» Aim
Please copy the passage about the Roman amphora dump in Testaccio word for word.

» Selection

At the bottom of the Aventine, near the Tiber, there is a place where the ancient Romans tossed their used amphorae. You know, those terracotta vessels that held olive oil.
They were used to hold many things, including wine and wheat, and were shipped from across the Empire to feed the people of Rome. These vessels were usually recycled, except for those containing olive oil, because the remaining oil seeped into the terracotta and became rancid. So, they were just tossed onto a public pile.
Over the centuries, that public pile became a huge hill, expertly engineered, to house over 53 million unrecyclable amphorae, mostly in shards, filling one of the largest spoil heaps ever found in the ancient world. It covers almost five acres as the base and rises to 115 feet.
This pile is the main feature of the neighbourhood called Testaccio.
Being the crack engineers they were, the ancient Romans organised and carefully engineered the creation of this dump. According to Wikipedia, archaeological excavations made in 1991 showed that the mound was a series of terraces and retaining walls filled with shards to anchor intact amphorae in place.
Today, the hill is a literal backdrop for many restaurants, whose grottoes are built into the hill and provide a window onto the ancient mound.

» Items
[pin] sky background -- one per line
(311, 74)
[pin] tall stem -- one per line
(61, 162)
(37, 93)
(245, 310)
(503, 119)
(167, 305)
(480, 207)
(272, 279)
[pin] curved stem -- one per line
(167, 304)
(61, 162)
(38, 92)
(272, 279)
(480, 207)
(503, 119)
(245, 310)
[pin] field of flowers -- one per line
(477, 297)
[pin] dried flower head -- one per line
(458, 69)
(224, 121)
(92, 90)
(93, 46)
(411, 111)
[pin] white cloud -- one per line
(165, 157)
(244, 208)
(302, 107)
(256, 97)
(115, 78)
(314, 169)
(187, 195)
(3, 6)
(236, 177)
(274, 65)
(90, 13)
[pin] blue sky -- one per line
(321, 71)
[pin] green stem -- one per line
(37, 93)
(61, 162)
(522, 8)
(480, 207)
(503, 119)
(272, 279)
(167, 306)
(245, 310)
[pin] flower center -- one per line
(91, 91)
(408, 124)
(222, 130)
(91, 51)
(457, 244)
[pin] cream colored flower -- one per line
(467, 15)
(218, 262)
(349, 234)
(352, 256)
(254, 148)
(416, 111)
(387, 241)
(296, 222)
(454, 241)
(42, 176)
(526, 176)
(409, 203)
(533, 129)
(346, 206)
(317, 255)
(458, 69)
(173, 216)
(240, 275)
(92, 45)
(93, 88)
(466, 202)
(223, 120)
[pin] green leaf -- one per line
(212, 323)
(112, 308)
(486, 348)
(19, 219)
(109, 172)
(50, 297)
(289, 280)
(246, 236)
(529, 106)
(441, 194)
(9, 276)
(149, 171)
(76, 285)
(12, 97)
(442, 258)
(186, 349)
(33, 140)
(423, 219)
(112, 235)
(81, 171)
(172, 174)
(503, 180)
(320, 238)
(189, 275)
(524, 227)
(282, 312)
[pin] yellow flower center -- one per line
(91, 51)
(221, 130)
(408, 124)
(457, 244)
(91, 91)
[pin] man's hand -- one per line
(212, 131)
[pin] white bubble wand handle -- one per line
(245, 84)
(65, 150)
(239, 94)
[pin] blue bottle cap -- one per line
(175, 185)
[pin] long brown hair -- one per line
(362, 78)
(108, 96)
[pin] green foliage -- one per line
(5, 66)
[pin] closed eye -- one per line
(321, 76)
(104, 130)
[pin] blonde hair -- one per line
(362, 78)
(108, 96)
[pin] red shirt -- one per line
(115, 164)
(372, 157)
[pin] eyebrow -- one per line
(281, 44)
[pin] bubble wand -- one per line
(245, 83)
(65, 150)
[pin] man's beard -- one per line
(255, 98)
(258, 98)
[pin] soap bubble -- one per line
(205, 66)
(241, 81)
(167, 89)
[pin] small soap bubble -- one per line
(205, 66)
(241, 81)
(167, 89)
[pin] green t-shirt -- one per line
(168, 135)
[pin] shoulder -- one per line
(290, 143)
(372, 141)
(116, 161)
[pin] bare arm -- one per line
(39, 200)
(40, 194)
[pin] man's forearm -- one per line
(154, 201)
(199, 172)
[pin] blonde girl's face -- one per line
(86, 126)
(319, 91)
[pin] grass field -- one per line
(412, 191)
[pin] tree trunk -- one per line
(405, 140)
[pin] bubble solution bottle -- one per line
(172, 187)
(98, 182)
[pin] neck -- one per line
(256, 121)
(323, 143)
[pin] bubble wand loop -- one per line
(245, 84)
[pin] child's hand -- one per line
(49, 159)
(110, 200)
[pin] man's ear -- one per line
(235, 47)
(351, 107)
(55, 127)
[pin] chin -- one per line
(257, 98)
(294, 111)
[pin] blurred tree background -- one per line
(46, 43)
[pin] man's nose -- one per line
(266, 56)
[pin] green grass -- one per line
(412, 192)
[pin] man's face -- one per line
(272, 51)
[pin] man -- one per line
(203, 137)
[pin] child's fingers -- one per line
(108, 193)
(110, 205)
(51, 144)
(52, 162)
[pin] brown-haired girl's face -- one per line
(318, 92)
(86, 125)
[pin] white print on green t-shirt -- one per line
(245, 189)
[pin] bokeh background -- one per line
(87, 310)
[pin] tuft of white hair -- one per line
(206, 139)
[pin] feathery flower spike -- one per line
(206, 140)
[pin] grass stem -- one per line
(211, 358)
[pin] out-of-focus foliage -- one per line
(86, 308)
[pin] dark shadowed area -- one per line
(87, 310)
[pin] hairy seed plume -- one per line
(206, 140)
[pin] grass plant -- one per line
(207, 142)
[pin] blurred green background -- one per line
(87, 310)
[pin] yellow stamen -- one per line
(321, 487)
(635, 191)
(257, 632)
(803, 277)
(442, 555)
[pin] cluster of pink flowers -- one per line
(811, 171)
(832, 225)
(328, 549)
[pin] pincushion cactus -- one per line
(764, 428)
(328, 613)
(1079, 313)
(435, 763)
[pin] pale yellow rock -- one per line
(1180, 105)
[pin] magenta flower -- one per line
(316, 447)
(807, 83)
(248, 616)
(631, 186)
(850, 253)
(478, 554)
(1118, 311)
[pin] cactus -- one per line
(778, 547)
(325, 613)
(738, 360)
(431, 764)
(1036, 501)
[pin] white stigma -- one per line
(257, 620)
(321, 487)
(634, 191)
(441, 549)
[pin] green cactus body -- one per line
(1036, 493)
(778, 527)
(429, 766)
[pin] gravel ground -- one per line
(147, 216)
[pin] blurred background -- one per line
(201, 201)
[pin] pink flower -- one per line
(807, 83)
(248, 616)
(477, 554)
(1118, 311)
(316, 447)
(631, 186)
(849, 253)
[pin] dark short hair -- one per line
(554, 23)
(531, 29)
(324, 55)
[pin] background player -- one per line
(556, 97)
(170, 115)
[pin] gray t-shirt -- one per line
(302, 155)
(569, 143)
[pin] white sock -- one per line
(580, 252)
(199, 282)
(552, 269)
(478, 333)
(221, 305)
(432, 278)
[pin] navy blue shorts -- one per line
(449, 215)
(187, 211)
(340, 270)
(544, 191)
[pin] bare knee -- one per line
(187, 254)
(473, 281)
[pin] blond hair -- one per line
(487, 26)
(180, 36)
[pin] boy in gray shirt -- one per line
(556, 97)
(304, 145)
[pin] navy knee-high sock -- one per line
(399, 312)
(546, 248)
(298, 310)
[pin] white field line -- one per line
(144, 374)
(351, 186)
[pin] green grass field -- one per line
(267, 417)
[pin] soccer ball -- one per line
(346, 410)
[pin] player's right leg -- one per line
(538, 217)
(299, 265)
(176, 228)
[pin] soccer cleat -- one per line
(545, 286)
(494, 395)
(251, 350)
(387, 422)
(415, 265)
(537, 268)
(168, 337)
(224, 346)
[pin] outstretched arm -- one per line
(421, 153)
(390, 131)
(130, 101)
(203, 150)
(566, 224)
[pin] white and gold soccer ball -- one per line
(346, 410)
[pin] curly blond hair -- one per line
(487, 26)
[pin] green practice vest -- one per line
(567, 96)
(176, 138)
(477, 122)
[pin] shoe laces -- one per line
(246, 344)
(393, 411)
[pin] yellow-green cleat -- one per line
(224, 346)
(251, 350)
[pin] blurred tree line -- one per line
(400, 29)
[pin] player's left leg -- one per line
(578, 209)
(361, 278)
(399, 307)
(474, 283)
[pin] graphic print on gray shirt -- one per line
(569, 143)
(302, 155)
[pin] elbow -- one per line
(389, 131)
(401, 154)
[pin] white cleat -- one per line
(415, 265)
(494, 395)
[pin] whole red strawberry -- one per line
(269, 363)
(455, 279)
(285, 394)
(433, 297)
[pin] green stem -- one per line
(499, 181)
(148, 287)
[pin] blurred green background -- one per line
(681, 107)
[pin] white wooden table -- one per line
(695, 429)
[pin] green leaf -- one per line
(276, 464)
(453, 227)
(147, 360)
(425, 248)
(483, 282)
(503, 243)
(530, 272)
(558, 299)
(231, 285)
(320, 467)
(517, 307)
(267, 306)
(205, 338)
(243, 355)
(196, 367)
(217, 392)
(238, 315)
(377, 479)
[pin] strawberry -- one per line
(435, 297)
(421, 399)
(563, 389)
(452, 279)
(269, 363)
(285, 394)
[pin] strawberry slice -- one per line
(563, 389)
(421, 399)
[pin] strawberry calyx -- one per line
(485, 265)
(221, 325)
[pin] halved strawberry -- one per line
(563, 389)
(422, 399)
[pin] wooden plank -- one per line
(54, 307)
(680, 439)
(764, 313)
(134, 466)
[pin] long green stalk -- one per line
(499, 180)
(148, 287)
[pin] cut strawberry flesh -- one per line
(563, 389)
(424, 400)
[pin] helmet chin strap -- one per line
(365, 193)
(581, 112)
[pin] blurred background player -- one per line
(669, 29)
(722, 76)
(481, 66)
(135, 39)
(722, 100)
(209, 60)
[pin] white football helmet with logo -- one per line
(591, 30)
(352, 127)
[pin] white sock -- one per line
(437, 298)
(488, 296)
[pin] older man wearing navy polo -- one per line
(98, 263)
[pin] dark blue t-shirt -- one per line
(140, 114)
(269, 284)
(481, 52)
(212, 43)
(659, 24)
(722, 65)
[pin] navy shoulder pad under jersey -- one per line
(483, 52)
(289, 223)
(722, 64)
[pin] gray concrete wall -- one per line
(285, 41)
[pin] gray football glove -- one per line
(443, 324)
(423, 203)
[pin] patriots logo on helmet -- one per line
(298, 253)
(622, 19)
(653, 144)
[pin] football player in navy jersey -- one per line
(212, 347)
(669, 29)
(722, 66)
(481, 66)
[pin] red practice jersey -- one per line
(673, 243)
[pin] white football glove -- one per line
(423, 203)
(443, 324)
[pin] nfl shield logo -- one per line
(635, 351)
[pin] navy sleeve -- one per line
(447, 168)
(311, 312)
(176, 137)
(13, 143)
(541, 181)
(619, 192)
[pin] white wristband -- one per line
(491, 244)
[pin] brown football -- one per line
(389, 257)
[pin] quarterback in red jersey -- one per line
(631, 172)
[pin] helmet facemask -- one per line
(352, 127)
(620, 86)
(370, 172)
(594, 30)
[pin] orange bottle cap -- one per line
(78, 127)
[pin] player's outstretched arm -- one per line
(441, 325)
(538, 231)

» Solution to the exercise
At the bottom of the Aventine, near the Tiber, there is a place where the ancient Romans tossed their used amphorae. You know, those terracotta vessels that held olive oil.
They were used to hold many things, including wine and wheat, and were shipped from across the Empire to feed the people of Rome. These vessels were usually recycled, except for those containing olive oil, because the remaining oil seeped into the terracotta and became rancid. So, they were just tossed onto a public pile.
Over the centuries, that public pile became a huge hill, expertly engineered, to house over 53 million unrecyclable amphorae, mostly in shards, filling one of the largest spoil heaps ever found in the ancient world. It covers almost five acres as the base and rises to 115 feet.
This pile is the main feature of the neighbourhood called Testaccio.
Being the crack engineers they were, the ancient Romans organised and carefully engineered the creation of this dump. According to Wikipedia, archaeological excavations made in 1991 showed that the mound was a series of terraces and retaining walls filled with shards to anchor intact amphorae in place.
Today, the hill is a literal backdrop for many restaurants, whose grottoes are built into the hill and provide a window onto the ancient mound.